» Required work
Output, unchanged, only the lines of the entries starting at the very first line and ending at the line containing "xmin=431 ymin=312 xmax=588 ymax=531", with that line included.

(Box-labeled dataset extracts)
□ □ □ □
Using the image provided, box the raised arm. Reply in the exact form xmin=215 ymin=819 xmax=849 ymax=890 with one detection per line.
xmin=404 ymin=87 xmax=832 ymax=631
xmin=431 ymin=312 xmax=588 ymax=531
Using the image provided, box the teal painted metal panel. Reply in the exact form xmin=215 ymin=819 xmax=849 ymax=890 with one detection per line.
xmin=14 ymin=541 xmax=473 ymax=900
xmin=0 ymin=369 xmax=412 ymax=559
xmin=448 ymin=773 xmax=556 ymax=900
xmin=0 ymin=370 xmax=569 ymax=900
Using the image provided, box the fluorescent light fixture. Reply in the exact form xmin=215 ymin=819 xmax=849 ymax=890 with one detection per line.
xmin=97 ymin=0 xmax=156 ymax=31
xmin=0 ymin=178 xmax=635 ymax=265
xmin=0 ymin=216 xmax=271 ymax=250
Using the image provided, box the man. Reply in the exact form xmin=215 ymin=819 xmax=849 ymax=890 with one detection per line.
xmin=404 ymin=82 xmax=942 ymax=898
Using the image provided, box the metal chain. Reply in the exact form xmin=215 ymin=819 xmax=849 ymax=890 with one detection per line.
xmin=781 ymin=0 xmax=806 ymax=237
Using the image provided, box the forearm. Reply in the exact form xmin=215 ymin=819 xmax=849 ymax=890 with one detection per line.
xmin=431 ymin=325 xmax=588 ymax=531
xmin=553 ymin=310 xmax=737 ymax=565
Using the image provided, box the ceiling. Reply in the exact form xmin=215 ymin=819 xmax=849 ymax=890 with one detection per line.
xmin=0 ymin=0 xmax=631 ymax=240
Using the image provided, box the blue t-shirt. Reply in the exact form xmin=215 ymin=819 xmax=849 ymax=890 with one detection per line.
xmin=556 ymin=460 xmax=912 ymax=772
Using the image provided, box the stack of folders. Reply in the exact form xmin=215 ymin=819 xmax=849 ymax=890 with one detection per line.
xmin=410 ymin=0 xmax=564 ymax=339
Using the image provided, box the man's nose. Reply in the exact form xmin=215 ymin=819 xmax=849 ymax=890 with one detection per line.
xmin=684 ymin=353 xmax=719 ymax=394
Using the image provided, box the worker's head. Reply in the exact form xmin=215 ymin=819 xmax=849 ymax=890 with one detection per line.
□ □ □ □
» Answer for the task
Using the image provided, box the raised arm. Reply in the exact form xmin=215 ymin=819 xmax=849 ymax=890 with one detection per line.
xmin=404 ymin=87 xmax=832 ymax=631
xmin=431 ymin=312 xmax=588 ymax=531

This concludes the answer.